Assignment: Please reproduce the article on premeditatio malorum word for word, starting with "Premeditatio malorum is something" and ending after "work on time.".

Start of Passage to read

Have you ever heard of the practice of negative visualization? This is the modern-day name for an ancient concept– premeditatio malorum. In this article, we’ll look at the premeditatio malorum definition as well as the history and benefits of the practice.
In brief, premeditatio malorum is Latin for “the premeditation of evil” or “pre-studying bad future.” Essentially, this is a practice where you take time to imagine when could go wrong in relation to real-life scenarios. Though it might sound like a bummer and a recipe for an anxiety attack, this practice can actually help reduce anxiety and fear and allow you to prepare for whatever life could throw your way.
Premeditatio malorum is a Latin phrase that translates to “the premeditation of evil.” It can also be translated as “pre-studying bad future.”
In the modern day, this concept is known as negative visualization.
“Fortune falls heavily on those for whom she’s unexpected. The one always on the lookout easily endures.”
– Seneca the Younger
This is a method of meditative practice that involves visualizing all of the things that could go wrong. The Cyreanic philosophers are thought to have originated this practice, and the Stoic philosophers later adopted premeditatio malorum. The technique of visualizing the worst-case scenario was made popular with the publication of Epistulae Morales ad Lucilium, a work by Seneca the Younger that is also known as the Moral Epistles or Letters from a Stoic.
It is believed that premeditatio malorum was one of the most common spiritual exercises practiced by the ancient Stoics.
When you practice premeditatio malorum, you are contemplating the potential negative outcomes from the actual scenarios of your life. The point isn’t to make you impossibly anxious– on the contrary, the point is to help you achieve the psychological fitness necessary to be prepared for the types of things that can occur in life. When you take some time to engage with the things that can go wrong, it can desensitize you to the negative emotions associated with unpleasant events and real-life losses.
What this practice can also do is help to produce feelings of gratitude for the way that things really are in your life. When you imagine what could go wrong, it helps you realize what you already have to be grateful for.
Premeditatio malorum is something that you can use for the little, mundane things in life as well as a bigger picture view of your experience.
For example, you can use premeditatio malorum to help you stay on top of the ball in your life.
Before you drive to work in the morning, you might think, “what could go wrong?” There might be a crash on the highway that makes you late for work, and you might have a more difficult time parking than usual, etc. Recognizing these real-life possibilities allows you to determine a course of action that helps you avoid the likelihood of being impacted by such occurrences. In this situation, for instance, you could choose to allow an extra fifteen or twenty minutes for your commute to ensure that you get to work on time.
On the other end of the spectrum, you can use the practice to fully immerse yourself in an imagined scenario where the absolute worst of the worst has happened– the loss of your job, your home, your relationship, or a loved one– in order to prepare yourself for the types of calamities that are possible in life.
"How ridiculous and how strange to be surprised at anything which happens in life."
– Marcus Aurelius
Another meditative practice that the Stoics used is known as memento mori. This is essentially a form of premeditatio malorum, where you meditate on the fact that you and the people you love are going to die.
Though this might sound morbid at first, the truth is that tapping into the mortality of living beings and the impermanent nature of things can help you grab hold of the time you do have in life to take actions that drive you toward your goals and purposes. At the same time, it can help you appreciate the moments and focus on the present, as none of us know when we’re going to take our last breath.

End of Passage to read
Start of Given material

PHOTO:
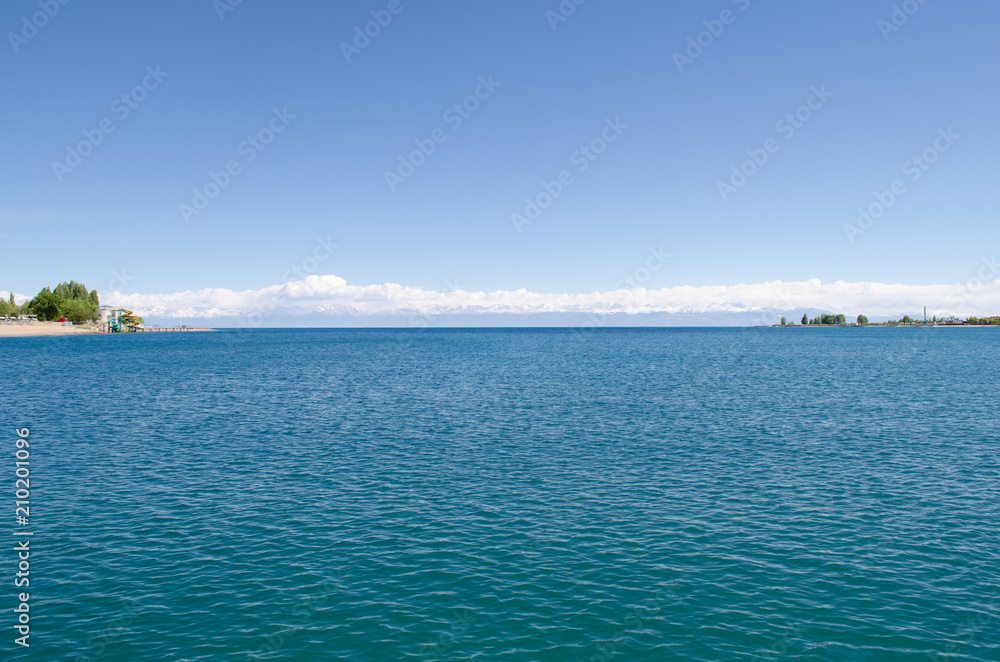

End of Given material

Solution to this problem:
Premeditatio malorum is something that you can use for the little, mundane things in life as well as a bigger picture view of your experience.
For example, you can use premeditatio malorum to help you stay on top of the ball in your life.
Before you drive to work in the morning, you might think, “what could go wrong?” There might be a crash on the highway that makes you late for work, and you might have a more difficult time parking than usual, etc. Recognizing these real-life possibilities allows you to determine a course of action that helps you avoid the likelihood of being impacted by such occurrences. In this situation, for instance, you could choose to allow an extra fifteen or twenty minutes for your commute to ensure that you get to work on time.